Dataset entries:
=======

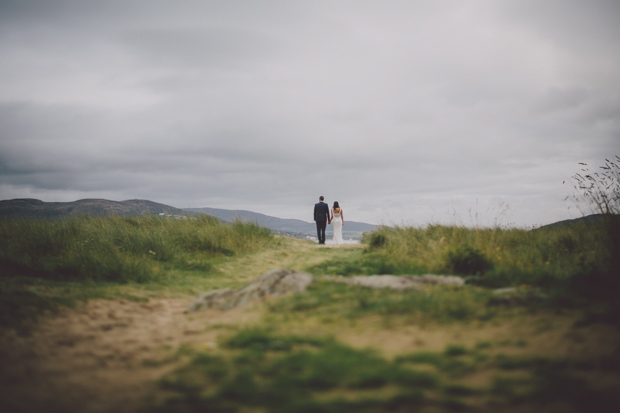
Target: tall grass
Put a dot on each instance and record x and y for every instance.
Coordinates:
(120, 249)
(496, 256)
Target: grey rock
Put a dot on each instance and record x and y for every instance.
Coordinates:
(508, 290)
(274, 282)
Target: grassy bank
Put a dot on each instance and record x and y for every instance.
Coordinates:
(46, 263)
(495, 257)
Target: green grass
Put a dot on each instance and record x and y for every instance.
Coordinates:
(120, 249)
(495, 257)
(306, 374)
(259, 369)
(441, 304)
(48, 263)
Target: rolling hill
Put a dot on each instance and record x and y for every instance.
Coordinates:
(34, 208)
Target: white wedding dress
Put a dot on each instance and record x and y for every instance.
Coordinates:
(337, 223)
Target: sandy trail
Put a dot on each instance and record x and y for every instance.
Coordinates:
(96, 358)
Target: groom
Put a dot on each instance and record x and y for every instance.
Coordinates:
(321, 216)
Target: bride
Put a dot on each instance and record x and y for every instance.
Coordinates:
(337, 220)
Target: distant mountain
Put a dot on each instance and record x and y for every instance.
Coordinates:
(33, 208)
(293, 227)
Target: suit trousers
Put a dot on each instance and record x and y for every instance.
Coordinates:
(320, 230)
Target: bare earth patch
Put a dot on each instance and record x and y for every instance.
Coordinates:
(98, 358)
(106, 355)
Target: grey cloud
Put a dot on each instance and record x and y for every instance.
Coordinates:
(400, 110)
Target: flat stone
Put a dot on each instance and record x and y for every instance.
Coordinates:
(397, 282)
(274, 282)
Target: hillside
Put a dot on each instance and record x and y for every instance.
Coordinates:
(293, 227)
(34, 208)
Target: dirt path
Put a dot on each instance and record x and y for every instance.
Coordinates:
(99, 357)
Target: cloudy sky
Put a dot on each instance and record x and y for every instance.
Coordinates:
(404, 111)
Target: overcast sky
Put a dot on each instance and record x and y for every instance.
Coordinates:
(403, 111)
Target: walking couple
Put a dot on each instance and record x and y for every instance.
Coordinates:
(323, 216)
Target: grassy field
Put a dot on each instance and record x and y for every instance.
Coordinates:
(550, 344)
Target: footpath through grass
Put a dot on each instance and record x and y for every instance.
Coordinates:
(303, 356)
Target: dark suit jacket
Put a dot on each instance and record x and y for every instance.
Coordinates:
(321, 212)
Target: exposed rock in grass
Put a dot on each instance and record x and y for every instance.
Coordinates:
(401, 282)
(275, 282)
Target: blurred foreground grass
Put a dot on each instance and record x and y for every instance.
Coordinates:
(46, 263)
(295, 358)
(260, 369)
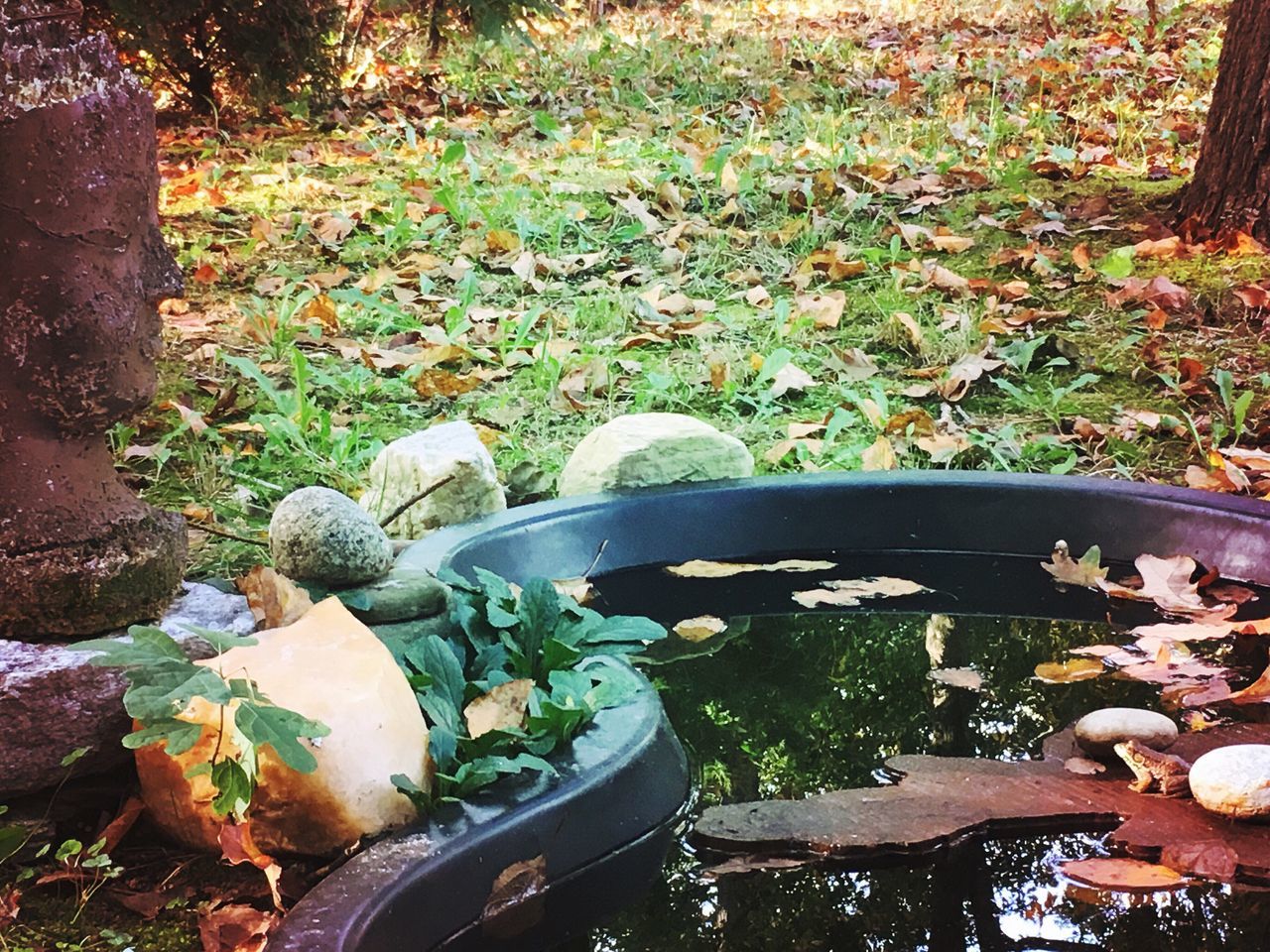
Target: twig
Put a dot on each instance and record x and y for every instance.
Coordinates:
(407, 504)
(225, 534)
(595, 560)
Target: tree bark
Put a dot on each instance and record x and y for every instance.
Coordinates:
(1230, 189)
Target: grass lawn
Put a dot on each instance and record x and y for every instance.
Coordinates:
(851, 239)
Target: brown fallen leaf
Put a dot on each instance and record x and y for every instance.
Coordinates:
(1123, 875)
(705, 569)
(239, 847)
(964, 678)
(1084, 572)
(1083, 766)
(1069, 671)
(499, 708)
(1166, 581)
(273, 598)
(879, 456)
(235, 928)
(703, 626)
(847, 593)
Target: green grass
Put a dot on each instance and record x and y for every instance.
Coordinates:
(748, 141)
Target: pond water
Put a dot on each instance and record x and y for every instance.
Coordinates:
(785, 705)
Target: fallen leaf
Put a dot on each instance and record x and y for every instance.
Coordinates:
(879, 456)
(849, 592)
(273, 598)
(703, 626)
(1121, 875)
(1083, 766)
(790, 377)
(1067, 671)
(964, 678)
(703, 569)
(825, 309)
(1166, 581)
(238, 846)
(499, 708)
(235, 928)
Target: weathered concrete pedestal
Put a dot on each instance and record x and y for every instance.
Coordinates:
(81, 268)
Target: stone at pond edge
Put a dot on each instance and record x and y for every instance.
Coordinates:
(321, 535)
(54, 701)
(1098, 731)
(411, 465)
(1233, 780)
(330, 667)
(402, 595)
(653, 449)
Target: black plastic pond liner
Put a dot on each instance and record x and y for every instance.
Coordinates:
(603, 825)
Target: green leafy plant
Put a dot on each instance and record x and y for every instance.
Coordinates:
(162, 684)
(538, 634)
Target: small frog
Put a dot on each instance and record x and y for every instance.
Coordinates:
(1153, 770)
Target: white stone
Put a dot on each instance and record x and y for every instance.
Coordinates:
(1098, 731)
(330, 667)
(1233, 780)
(408, 466)
(653, 449)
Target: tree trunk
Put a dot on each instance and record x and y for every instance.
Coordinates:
(1230, 189)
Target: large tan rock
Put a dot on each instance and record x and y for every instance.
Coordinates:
(653, 449)
(329, 667)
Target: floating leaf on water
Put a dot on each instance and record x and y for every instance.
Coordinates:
(703, 626)
(273, 598)
(1123, 875)
(847, 593)
(1084, 572)
(707, 569)
(1069, 671)
(964, 678)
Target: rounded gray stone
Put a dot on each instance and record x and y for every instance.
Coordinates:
(1098, 731)
(1233, 780)
(320, 535)
(402, 595)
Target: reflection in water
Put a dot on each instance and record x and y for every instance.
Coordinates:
(788, 706)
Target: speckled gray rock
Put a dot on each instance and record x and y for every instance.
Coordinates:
(653, 449)
(402, 595)
(53, 701)
(1098, 731)
(321, 535)
(1233, 780)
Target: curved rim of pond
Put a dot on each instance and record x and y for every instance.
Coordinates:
(625, 778)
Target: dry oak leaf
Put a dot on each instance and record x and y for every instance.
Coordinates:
(707, 569)
(273, 598)
(847, 593)
(499, 708)
(1067, 671)
(1084, 572)
(1166, 581)
(879, 456)
(703, 626)
(1123, 875)
(825, 309)
(235, 928)
(964, 678)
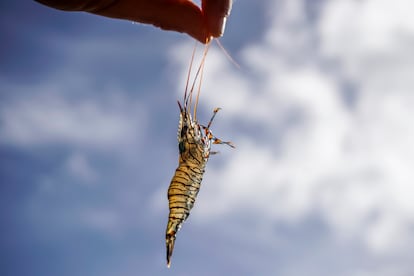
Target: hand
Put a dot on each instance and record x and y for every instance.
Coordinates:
(177, 15)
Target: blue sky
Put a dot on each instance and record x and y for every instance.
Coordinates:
(320, 109)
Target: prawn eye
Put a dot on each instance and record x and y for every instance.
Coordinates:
(181, 147)
(184, 131)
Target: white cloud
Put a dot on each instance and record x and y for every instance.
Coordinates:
(78, 165)
(350, 165)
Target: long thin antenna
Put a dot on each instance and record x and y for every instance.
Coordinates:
(188, 76)
(201, 79)
(227, 53)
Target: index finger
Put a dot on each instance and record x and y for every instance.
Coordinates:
(215, 13)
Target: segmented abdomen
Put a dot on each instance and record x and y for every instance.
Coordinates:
(182, 193)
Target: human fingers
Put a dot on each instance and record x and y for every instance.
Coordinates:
(215, 14)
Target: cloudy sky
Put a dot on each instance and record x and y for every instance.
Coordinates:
(321, 111)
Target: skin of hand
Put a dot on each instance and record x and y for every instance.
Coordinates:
(184, 16)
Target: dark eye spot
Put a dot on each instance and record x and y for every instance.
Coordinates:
(181, 147)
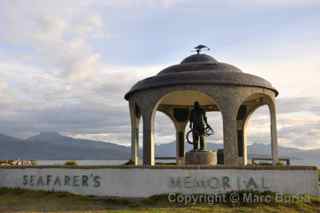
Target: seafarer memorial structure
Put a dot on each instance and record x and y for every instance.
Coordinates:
(199, 83)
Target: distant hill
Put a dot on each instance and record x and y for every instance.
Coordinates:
(54, 146)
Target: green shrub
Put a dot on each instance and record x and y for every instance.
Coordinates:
(70, 163)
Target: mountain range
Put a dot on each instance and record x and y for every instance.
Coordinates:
(54, 146)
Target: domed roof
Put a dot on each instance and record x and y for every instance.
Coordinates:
(200, 69)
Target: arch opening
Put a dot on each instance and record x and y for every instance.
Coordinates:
(177, 106)
(254, 114)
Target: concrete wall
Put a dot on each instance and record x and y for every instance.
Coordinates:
(144, 182)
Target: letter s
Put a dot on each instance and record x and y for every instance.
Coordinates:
(96, 180)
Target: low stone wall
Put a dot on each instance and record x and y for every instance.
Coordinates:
(129, 181)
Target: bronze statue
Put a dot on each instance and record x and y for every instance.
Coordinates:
(199, 126)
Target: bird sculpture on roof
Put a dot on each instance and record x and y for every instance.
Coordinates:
(199, 48)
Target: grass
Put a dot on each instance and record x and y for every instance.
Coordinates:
(18, 200)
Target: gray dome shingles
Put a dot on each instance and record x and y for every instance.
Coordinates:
(200, 69)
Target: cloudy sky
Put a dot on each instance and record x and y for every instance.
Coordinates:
(66, 65)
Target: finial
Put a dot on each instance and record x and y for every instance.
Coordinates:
(199, 48)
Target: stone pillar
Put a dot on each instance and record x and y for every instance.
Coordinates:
(148, 138)
(273, 129)
(135, 119)
(180, 140)
(230, 141)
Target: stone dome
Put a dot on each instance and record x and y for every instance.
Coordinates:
(200, 69)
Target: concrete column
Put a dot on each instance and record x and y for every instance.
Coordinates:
(230, 137)
(148, 139)
(274, 137)
(135, 119)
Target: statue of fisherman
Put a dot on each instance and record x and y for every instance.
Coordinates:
(198, 125)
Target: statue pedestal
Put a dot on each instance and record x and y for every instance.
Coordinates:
(205, 158)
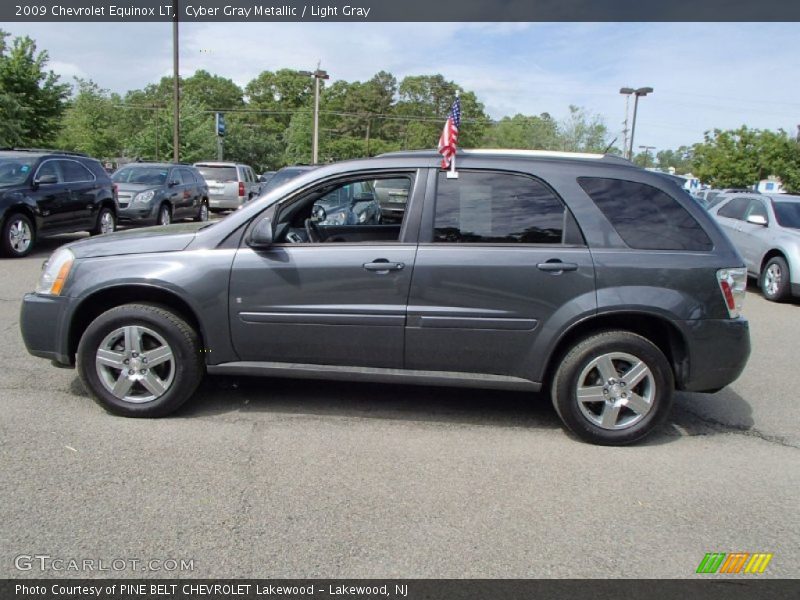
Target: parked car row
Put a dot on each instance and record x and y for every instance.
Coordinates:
(765, 229)
(48, 192)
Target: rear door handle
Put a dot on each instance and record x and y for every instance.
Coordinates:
(382, 265)
(556, 266)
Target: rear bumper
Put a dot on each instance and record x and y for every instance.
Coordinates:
(43, 321)
(718, 353)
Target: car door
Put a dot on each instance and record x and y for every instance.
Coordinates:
(80, 204)
(52, 198)
(500, 256)
(341, 301)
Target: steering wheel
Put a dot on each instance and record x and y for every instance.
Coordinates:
(314, 234)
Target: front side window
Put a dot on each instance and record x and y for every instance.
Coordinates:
(347, 211)
(74, 172)
(497, 208)
(645, 217)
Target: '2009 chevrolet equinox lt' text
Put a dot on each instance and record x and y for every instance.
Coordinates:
(575, 274)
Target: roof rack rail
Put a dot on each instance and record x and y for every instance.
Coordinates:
(46, 150)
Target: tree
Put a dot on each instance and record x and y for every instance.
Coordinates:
(33, 97)
(524, 132)
(743, 157)
(582, 131)
(91, 122)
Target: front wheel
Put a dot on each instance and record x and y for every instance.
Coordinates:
(106, 222)
(775, 282)
(140, 360)
(613, 388)
(164, 215)
(18, 236)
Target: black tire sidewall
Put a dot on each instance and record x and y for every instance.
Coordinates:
(6, 243)
(783, 290)
(564, 388)
(186, 350)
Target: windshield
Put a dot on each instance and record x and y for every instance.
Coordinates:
(141, 175)
(787, 214)
(222, 174)
(14, 171)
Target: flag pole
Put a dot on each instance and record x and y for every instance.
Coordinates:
(452, 173)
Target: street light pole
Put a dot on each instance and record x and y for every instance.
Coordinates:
(318, 74)
(647, 154)
(176, 87)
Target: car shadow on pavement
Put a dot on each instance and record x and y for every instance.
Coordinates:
(692, 415)
(220, 395)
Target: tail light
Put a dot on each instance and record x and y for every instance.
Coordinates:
(733, 285)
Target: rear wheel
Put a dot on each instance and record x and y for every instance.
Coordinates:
(202, 214)
(613, 388)
(140, 360)
(18, 236)
(775, 282)
(106, 222)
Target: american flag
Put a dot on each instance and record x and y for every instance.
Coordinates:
(449, 137)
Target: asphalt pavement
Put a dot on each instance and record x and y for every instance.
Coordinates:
(302, 479)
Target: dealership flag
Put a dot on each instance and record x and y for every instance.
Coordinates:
(449, 137)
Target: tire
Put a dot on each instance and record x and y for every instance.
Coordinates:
(164, 215)
(19, 236)
(113, 356)
(106, 222)
(599, 367)
(202, 214)
(774, 281)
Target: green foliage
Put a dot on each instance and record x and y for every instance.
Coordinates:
(743, 157)
(32, 100)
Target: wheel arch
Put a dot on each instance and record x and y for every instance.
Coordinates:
(105, 299)
(666, 336)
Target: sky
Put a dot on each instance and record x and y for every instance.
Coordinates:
(704, 75)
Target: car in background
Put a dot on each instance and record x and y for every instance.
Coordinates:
(392, 196)
(765, 229)
(283, 175)
(47, 192)
(160, 193)
(230, 184)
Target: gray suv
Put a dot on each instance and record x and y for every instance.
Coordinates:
(581, 276)
(160, 193)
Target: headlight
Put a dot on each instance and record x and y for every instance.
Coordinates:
(54, 272)
(144, 197)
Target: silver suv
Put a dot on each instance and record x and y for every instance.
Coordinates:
(230, 184)
(765, 228)
(580, 276)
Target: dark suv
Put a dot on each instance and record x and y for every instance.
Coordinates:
(579, 275)
(46, 192)
(160, 193)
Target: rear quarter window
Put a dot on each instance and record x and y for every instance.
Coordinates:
(645, 217)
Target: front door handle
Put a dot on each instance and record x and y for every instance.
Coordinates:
(556, 266)
(382, 265)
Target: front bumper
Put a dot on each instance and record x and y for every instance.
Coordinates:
(718, 353)
(43, 323)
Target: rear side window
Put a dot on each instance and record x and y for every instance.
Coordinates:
(645, 217)
(497, 208)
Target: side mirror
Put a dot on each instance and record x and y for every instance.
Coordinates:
(261, 236)
(45, 180)
(757, 220)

=======

■ Set task
Give back exactly the lines from the line containing "Target: front door handle" to the end of the entries, and no other lines.

■ Reply
Target: front door handle
Put a dot on each instance and record x and y for every instance.
Coordinates:
(556, 266)
(382, 265)
Target: front bumper
Put a dot on each instance and record x and y for every instance.
Coordinates:
(718, 353)
(43, 323)
Target: rear side window
Put a dot on each instance and record x and y for every instance.
Coordinates:
(645, 217)
(497, 208)
Target: side mirror
Put a dot on each instance and record x and y for every instance.
Coordinates:
(261, 236)
(45, 180)
(757, 220)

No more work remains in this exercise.